▸ **Objective 1**
Reproduce the passage of the Jenkins build agents text below, starting at "Follow along here" and ending at "scale your agents.".

Create Jenkins Build Agents

While your Jenkins server is capable of running build pipelines, your setup becomes more scalable when you leverage separate build agents. With the architecture covered in this tutorial, your central Jenkins server is dedicated to managing your CI/CD configurations. Pipeline tasks are then handled by dedicated build agents.

Dedicated agents give you a more scalable setup as well as more adaptability for a wider range of build and deployment needs.

Follow along here to deploy a set of three build agents for the Jenkins server setup above. These steps use Terraform to deploy the agent instances, making it relatively easy and convenient to horizontally scale your agents.

Configure Agents within Jenkins

To start, you need to configure your Jenkins server to enable the agents and facilitate their connections to the server.

  1. Open port 8081 on the system running your Jenkins server. Refer to the link above for securing compute instances to see how to open ports on your system.

▸ **Records provided**
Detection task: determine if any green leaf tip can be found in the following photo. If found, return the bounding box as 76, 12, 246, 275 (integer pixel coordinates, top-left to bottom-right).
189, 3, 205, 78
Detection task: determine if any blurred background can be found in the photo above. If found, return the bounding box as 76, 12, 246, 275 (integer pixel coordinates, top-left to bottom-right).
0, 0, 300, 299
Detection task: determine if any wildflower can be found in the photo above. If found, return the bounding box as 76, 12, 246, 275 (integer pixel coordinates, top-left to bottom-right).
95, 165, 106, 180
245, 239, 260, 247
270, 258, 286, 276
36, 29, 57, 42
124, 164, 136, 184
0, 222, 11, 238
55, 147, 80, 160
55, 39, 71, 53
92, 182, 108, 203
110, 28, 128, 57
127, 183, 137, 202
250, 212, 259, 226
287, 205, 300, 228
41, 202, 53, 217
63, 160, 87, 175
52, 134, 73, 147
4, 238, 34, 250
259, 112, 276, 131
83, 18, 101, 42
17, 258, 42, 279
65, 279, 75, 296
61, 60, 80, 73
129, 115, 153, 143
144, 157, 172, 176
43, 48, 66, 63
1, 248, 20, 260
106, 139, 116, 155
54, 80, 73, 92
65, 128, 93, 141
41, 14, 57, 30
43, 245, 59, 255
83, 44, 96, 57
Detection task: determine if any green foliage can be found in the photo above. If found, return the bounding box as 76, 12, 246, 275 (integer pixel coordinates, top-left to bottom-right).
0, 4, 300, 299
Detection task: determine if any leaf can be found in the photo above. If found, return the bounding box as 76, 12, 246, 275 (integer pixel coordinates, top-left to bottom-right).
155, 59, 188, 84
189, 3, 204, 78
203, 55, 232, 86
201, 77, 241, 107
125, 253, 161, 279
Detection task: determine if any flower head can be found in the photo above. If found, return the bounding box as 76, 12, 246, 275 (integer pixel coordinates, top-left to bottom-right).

▸ **Objective 2**
Write out the records above word for word, starting at the beginning of the records and ending at the line that contains "0, 0, 300, 299", with both of those lines included.

▸ **Task solution 1**
Follow along here to deploy a set of three build agents for the Jenkins server setup above. These steps use Terraform to deploy the agent instances, making it relatively easy and convenient to horizontally scale your agents.

▸ **Task solution 2**
Detection task: determine if any green leaf tip can be found in the following photo. If found, return the bounding box as 76, 12, 246, 275 (integer pixel coordinates, top-left to bottom-right).
189, 3, 205, 78
Detection task: determine if any blurred background can be found in the photo above. If found, return the bounding box as 76, 12, 246, 275 (integer pixel coordinates, top-left to bottom-right).
0, 0, 300, 299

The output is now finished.